→ TUGAS ANDA: Ambil bentangan data dari awal data sampai dengan baris yang memuat "column 242, row 386", termasuk kedua batasnya, lalu salin ulang baris-barisnya tanpa mengubah satu karakter pun. Gambar tidak boleh disertakan dalam jawaban.

[Data penunjukan titik objek pada foto]

☆ ☆ ☆ ☆

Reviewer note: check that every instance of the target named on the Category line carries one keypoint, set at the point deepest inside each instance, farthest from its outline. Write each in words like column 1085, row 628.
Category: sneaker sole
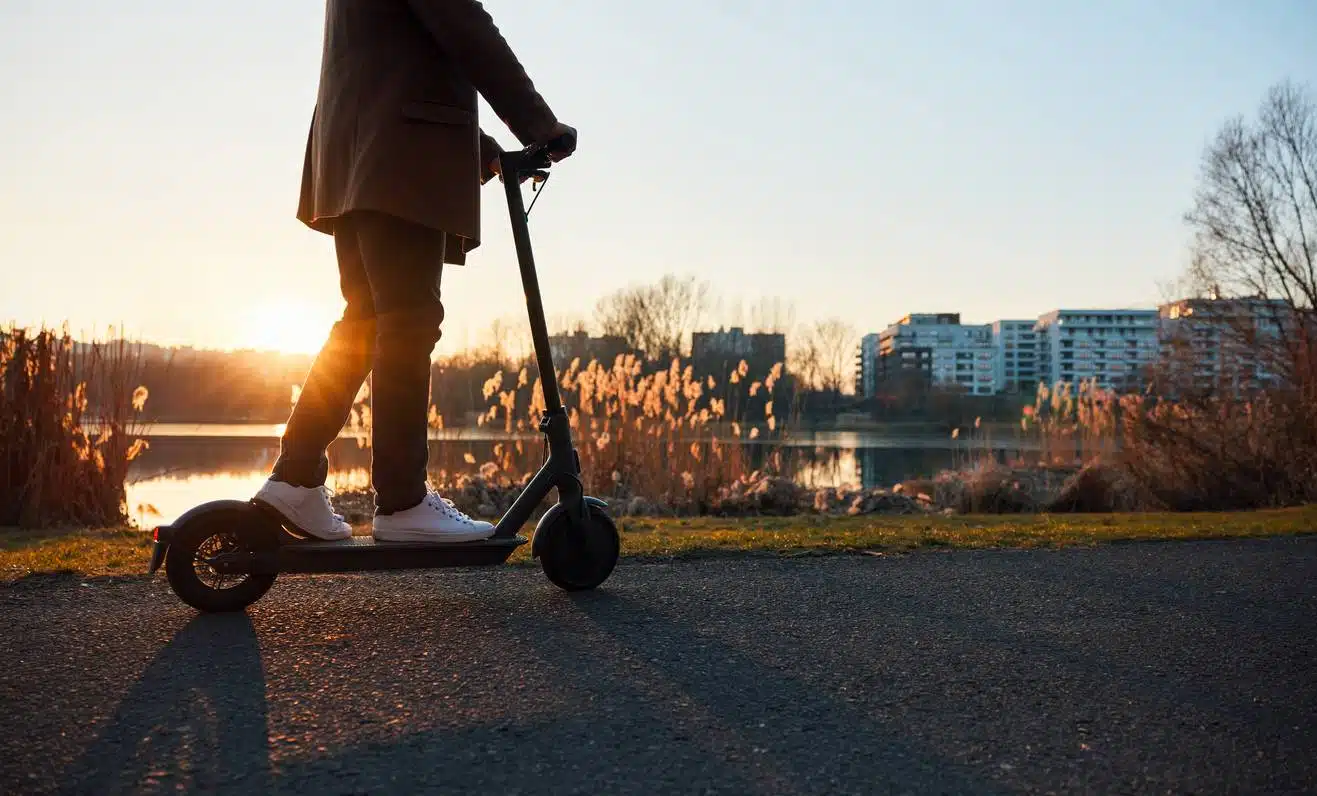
column 283, row 515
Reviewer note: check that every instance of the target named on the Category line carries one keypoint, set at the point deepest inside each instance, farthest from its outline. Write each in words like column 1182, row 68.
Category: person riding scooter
column 394, row 162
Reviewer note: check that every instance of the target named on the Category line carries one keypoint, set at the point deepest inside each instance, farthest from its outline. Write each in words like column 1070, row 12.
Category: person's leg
column 296, row 480
column 404, row 264
column 335, row 377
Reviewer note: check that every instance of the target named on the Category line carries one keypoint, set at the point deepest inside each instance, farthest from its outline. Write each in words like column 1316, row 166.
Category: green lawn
column 128, row 552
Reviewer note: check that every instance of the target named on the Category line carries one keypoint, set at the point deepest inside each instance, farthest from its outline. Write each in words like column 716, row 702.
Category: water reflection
column 188, row 464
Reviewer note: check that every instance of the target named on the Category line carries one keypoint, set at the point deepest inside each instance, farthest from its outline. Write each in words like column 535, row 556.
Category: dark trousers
column 389, row 272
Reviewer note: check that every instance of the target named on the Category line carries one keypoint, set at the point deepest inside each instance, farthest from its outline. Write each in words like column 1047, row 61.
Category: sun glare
column 285, row 326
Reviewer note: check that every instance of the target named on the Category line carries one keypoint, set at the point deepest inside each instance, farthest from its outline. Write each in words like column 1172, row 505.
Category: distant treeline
column 242, row 386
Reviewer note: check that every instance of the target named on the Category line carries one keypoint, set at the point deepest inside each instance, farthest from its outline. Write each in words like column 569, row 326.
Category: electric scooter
column 224, row 555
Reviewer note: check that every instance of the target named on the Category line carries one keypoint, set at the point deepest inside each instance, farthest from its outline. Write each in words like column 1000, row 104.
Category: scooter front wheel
column 198, row 583
column 580, row 559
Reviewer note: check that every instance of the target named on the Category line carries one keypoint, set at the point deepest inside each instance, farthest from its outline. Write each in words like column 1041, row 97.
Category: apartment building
column 931, row 347
column 1017, row 360
column 1114, row 348
column 1222, row 344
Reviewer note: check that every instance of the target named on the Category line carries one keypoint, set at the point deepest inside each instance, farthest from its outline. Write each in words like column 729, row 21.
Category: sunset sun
column 291, row 327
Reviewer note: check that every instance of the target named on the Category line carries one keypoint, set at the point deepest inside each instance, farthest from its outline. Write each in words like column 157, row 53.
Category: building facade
column 931, row 348
column 1228, row 345
column 1113, row 348
column 1017, row 360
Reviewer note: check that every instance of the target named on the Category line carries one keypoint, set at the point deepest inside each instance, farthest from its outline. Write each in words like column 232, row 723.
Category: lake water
column 191, row 463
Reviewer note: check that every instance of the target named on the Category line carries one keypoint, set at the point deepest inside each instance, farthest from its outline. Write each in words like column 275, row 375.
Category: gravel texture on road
column 1163, row 667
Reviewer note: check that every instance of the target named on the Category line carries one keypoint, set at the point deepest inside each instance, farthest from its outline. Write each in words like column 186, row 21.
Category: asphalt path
column 1149, row 668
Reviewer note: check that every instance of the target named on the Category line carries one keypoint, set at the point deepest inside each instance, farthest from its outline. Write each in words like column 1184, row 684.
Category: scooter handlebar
column 541, row 156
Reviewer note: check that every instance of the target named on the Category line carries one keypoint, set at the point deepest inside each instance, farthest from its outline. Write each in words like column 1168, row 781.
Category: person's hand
column 561, row 141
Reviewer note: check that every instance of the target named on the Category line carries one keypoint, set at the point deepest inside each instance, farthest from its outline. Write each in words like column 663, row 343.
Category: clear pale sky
column 861, row 158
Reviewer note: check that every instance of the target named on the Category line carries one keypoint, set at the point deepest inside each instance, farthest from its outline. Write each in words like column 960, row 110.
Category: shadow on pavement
column 194, row 720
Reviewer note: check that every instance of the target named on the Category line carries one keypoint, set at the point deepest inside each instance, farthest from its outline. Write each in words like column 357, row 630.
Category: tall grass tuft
column 69, row 417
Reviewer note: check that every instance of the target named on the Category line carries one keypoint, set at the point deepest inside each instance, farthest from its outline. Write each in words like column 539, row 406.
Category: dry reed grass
column 67, row 428
column 664, row 434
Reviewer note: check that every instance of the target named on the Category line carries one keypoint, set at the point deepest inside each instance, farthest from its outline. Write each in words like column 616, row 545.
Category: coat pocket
column 437, row 113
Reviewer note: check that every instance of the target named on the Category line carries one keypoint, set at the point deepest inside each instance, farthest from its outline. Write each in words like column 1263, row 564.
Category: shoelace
column 328, row 493
column 448, row 508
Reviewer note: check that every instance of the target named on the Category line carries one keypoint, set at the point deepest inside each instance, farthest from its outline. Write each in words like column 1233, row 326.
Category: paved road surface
column 1128, row 668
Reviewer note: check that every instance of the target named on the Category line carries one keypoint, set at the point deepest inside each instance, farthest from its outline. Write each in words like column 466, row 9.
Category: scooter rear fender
column 244, row 517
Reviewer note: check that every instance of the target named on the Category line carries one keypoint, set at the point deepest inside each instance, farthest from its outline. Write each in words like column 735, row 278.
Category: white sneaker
column 433, row 519
column 304, row 508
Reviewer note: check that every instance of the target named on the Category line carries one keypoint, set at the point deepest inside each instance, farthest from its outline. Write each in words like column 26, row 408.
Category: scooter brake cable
column 536, row 191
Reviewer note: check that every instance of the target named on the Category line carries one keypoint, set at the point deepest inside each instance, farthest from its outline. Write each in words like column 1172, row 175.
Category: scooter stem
column 511, row 166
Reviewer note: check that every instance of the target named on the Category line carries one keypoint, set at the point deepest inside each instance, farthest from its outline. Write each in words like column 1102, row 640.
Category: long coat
column 395, row 124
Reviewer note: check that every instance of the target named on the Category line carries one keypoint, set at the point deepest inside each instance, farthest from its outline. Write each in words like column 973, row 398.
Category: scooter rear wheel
column 577, row 560
column 198, row 583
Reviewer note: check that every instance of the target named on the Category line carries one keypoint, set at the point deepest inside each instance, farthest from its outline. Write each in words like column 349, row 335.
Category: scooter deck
column 362, row 554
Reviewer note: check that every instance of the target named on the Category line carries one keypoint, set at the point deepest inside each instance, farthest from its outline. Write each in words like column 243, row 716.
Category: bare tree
column 822, row 356
column 656, row 319
column 836, row 353
column 1255, row 226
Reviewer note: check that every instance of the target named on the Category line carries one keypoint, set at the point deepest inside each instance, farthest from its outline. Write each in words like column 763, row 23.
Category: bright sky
column 863, row 158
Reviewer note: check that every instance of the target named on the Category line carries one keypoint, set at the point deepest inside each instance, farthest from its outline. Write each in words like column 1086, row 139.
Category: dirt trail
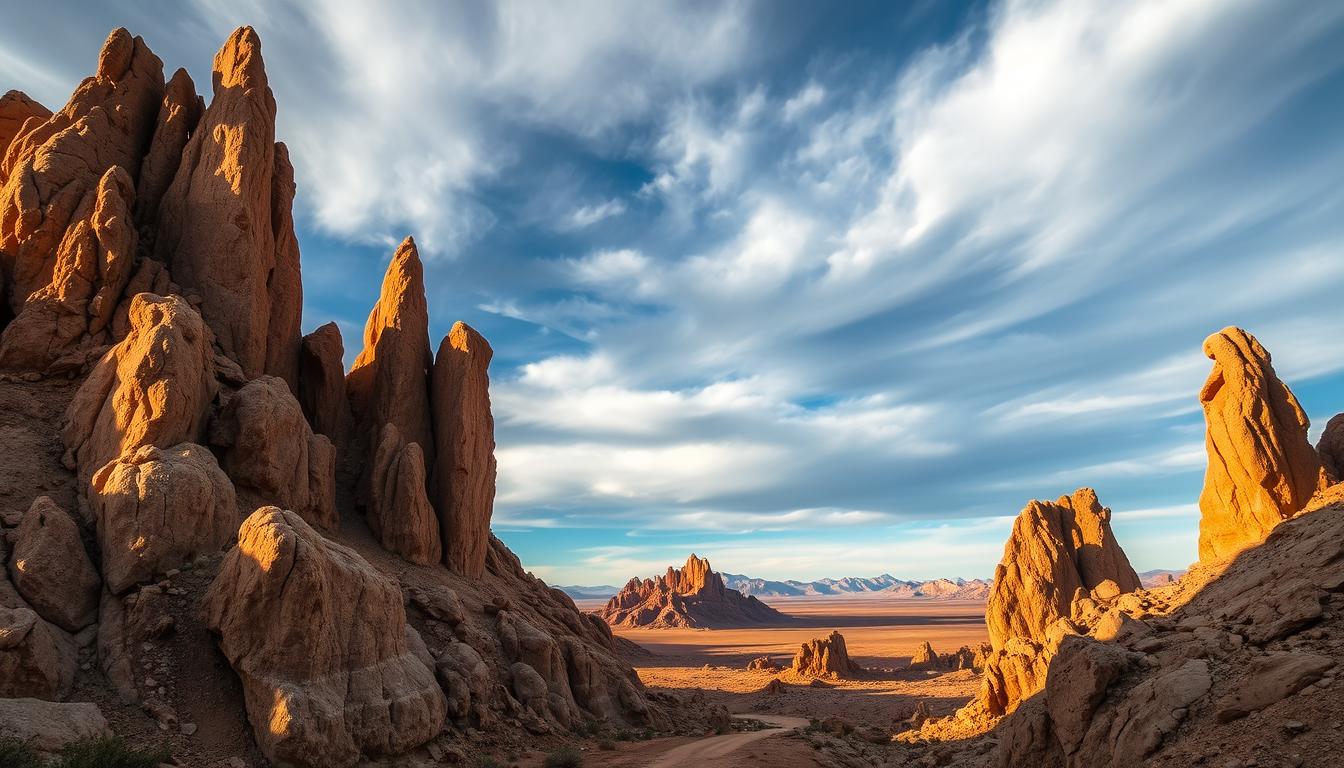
column 696, row 752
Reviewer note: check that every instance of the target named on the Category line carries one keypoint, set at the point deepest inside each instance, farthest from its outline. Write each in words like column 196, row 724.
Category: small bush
column 109, row 752
column 15, row 753
column 563, row 759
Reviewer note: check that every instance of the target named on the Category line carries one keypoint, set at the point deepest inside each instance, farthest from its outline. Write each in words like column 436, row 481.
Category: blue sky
column 812, row 291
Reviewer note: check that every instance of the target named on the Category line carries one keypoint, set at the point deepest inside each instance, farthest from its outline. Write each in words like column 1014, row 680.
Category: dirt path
column 696, row 752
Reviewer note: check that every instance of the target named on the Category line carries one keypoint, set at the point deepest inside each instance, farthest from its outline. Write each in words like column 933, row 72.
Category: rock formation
column 351, row 686
column 157, row 509
column 321, row 382
column 50, row 568
column 389, row 382
column 1261, row 468
column 225, row 226
column 273, row 456
column 464, row 441
column 399, row 513
column 825, row 658
column 688, row 596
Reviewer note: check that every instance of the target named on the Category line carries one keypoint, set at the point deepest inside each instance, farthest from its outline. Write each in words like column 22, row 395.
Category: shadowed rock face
column 688, row 596
column 1261, row 468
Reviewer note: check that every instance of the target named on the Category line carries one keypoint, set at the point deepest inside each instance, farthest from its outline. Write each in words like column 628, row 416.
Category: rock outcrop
column 153, row 388
column 399, row 513
column 464, row 443
column 1261, row 468
column 688, row 596
column 50, row 568
column 389, row 382
column 225, row 226
column 157, row 509
column 319, row 639
column 825, row 658
column 53, row 170
column 321, row 382
column 273, row 456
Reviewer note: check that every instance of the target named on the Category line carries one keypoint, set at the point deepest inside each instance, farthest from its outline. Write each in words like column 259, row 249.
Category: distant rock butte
column 1261, row 468
column 690, row 596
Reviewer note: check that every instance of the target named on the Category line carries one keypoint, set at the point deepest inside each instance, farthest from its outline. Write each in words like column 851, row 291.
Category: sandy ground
column 880, row 634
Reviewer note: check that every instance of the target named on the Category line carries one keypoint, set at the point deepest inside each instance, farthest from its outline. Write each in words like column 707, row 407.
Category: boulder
column 825, row 658
column 389, row 382
column 47, row 725
column 399, row 513
column 157, row 509
column 270, row 452
column 153, row 388
column 1261, row 468
column 464, row 443
column 50, row 568
column 321, row 382
column 54, row 166
column 85, row 276
column 225, row 229
column 1270, row 678
column 319, row 639
column 1054, row 552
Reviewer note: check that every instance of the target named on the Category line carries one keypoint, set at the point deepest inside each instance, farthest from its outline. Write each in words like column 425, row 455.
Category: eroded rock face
column 1055, row 550
column 399, row 513
column 825, row 658
column 464, row 433
column 157, row 509
column 1261, row 468
column 57, row 164
column 688, row 596
column 389, row 382
column 225, row 227
column 89, row 269
column 153, row 388
column 50, row 568
column 352, row 686
column 321, row 382
column 15, row 112
column 272, row 453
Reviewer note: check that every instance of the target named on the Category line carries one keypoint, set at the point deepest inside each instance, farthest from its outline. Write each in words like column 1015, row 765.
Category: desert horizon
column 653, row 385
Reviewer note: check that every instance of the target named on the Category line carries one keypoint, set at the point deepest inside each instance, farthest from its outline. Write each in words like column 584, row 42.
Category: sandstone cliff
column 183, row 540
column 688, row 596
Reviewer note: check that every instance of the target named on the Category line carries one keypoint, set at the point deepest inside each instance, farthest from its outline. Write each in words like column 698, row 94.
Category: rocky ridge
column 690, row 596
column 183, row 553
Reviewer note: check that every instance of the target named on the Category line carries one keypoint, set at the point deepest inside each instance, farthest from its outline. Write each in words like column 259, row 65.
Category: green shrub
column 15, row 753
column 108, row 752
column 563, row 759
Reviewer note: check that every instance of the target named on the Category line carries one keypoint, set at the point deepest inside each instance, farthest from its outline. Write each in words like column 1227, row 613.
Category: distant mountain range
column 885, row 584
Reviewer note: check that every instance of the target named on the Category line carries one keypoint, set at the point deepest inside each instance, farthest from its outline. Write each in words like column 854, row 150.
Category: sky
column 811, row 289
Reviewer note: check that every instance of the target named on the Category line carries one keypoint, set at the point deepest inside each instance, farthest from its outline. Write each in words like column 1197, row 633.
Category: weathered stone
column 825, row 658
column 351, row 686
column 464, row 435
column 270, row 452
column 157, row 509
column 153, row 388
column 50, row 568
column 225, row 229
column 321, row 382
column 1261, row 468
column 399, row 513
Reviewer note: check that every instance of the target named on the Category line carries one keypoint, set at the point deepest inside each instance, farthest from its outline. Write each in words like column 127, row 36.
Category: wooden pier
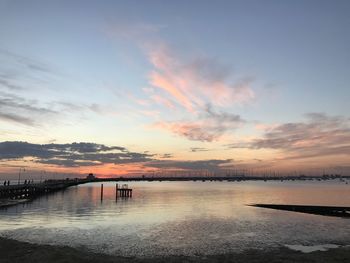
column 32, row 190
column 28, row 191
column 124, row 191
column 338, row 211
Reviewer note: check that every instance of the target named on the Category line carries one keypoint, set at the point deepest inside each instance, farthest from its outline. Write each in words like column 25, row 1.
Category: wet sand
column 12, row 251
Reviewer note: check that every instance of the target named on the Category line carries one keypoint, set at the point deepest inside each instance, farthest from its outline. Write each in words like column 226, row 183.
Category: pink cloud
column 195, row 83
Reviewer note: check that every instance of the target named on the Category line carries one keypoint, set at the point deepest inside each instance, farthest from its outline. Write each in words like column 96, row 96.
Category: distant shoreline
column 12, row 251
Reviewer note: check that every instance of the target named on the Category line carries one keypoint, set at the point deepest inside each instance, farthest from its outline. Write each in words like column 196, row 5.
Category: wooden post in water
column 116, row 191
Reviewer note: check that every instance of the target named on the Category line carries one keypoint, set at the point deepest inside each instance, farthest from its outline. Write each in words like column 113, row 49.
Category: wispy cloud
column 22, row 111
column 71, row 155
column 193, row 83
column 212, row 165
column 319, row 135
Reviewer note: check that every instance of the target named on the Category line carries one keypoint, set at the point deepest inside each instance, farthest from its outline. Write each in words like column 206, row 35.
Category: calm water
column 186, row 218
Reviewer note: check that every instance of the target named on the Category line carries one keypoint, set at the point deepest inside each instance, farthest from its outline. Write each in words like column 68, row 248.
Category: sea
column 181, row 218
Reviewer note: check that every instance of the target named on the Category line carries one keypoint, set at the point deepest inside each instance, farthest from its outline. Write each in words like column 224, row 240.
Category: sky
column 174, row 87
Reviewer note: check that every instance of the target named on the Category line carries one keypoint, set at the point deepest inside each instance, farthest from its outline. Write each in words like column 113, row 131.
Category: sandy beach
column 12, row 251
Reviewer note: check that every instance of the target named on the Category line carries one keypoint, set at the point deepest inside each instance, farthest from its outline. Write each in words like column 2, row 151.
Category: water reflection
column 179, row 217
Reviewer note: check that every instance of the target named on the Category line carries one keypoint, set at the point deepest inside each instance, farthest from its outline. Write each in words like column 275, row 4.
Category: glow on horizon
column 186, row 87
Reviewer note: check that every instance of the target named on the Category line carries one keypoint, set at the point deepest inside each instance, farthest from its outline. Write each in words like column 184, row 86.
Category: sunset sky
column 126, row 87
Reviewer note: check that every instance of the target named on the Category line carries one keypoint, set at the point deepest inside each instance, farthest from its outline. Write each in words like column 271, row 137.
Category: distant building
column 90, row 177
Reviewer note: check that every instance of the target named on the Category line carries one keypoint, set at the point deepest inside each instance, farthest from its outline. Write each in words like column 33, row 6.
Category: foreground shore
column 12, row 251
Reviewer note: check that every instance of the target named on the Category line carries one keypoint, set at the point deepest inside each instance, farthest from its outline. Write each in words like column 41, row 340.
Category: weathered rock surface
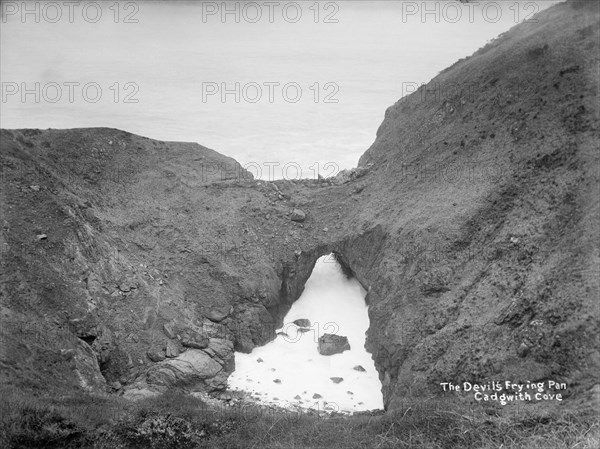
column 330, row 344
column 302, row 322
column 473, row 228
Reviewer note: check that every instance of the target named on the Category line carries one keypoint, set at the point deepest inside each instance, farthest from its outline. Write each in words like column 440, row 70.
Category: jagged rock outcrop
column 145, row 264
column 330, row 344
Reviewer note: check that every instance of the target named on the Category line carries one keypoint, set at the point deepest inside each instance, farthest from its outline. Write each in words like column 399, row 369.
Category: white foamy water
column 335, row 305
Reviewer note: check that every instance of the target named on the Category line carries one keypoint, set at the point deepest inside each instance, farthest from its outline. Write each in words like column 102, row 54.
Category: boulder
column 191, row 368
column 298, row 215
column 302, row 322
column 172, row 350
column 330, row 344
column 156, row 354
column 193, row 339
column 217, row 315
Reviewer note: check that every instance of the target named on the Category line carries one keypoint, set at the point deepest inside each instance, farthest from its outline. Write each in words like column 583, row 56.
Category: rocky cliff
column 137, row 265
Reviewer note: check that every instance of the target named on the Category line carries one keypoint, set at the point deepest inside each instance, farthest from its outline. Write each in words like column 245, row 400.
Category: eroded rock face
column 330, row 344
column 469, row 275
column 190, row 369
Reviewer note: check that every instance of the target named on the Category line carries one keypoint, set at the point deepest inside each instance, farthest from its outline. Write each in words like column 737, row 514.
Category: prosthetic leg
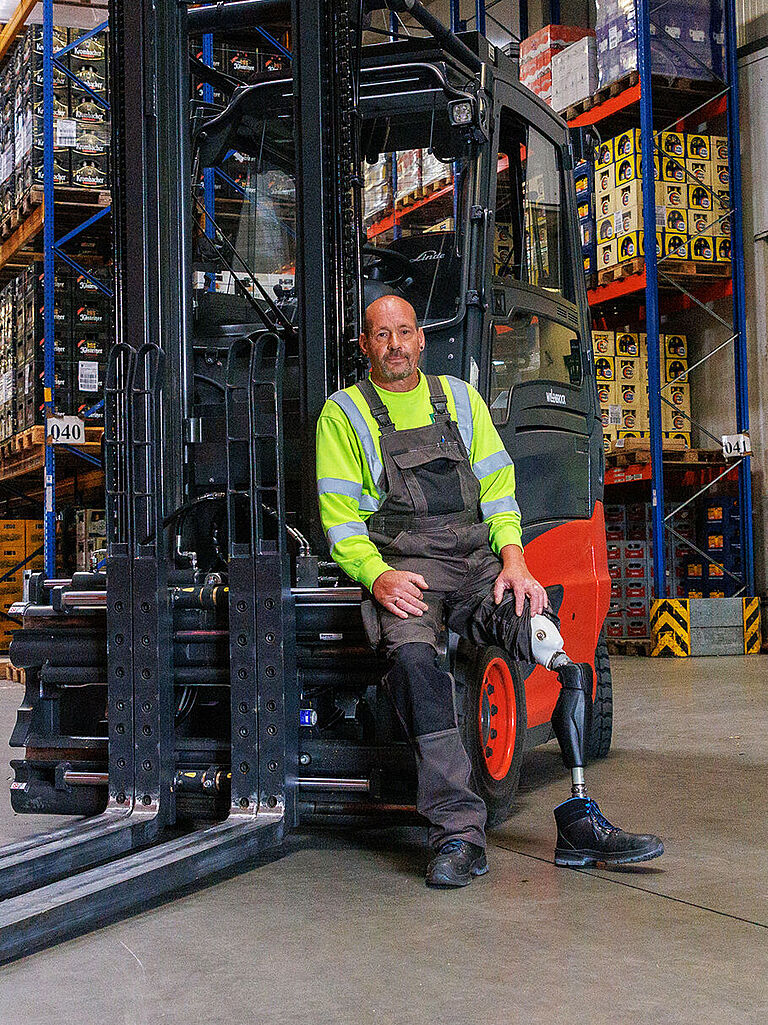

☆ ☆ ☆ ☆

→ PENYELESAIAN:
Reviewer note: check that every instance of the target named on the Category line carries one keypoint, set at the point deepest inside each instance, farthest from its outline. Write each in words like column 1085, row 628.
Category: sneaker sole
column 283, row 515
Reviewer note: check that every instance of the target named on the Category line carries one keypoint, set at the point deepest inside each instance, farthest from its outline. Write each in words like column 1182, row 68.
Category: person riding scooter
column 394, row 162
Reviewer note: check that every instance of the target named on the Category line carries one keypoint, set at the point deepest inside each instance, farthest from its outline. Write each in words like column 1070, row 12.
Category: person's leg
column 296, row 480
column 404, row 264
column 335, row 377
Reviewer note: check that every instance of the target named on the Category line carries one keypoint, set at the point deepest inside each instance, farthest from its outline. Write each in words like column 1316, row 166.
Category: green lawn
column 128, row 552
Reviewer note: check that every instance of the target named on the Category line carries one keypoint, set at the point deepest inside each instance, farthest from its outline. Write each in words like column 716, row 702.
Category: water reflection
column 188, row 464
Reviewer note: check that every instance of the target named on the Category line carries one keypoint, set at the point deepest inside each instance, farthest from its outline. Write each in words like column 535, row 556.
Category: dark trousers
column 389, row 272
Reviewer note: check that every instance of the target named on the Category line carries one keypoint, set at the point deepest inside each instance, farthest from its outline. Write each in words like column 1047, row 61.
Category: sun glare
column 285, row 326
Reviewer note: check that every instance of the target named on the Category line carries one keypoint, set at the point deepest inside each instance, farthest from its outline. Write each in words like column 1172, row 505.
Category: distant treeline
column 242, row 386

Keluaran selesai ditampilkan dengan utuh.